— Start Provided records —

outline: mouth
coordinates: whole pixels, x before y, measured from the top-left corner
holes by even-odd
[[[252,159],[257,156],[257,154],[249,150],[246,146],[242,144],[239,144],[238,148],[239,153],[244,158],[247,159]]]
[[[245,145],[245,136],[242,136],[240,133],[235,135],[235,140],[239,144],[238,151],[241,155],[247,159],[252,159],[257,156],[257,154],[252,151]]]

— End Provided records —

> [Given exercise] List every line of the listing above that contains the string "left", treating uppercase and lowercase letters as different.

> [Right answer]
coordinates: whole pixels, x before y, measured from the top-left corner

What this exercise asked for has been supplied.